▸ WRITTEN EXERCISE:
Can you format the lines below as a numbered list, leaving out any blank lines?

▸ DATASET RECORDS:
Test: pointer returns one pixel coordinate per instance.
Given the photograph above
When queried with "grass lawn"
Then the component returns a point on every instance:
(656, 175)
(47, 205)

▸ SOLUTION:
1. Test: pointer returns one pixel coordinate per instance.
2. Given the photograph above
3. When queried with "grass lawn"
4. Then the component returns a point on every instance:
5. (656, 175)
6. (47, 205)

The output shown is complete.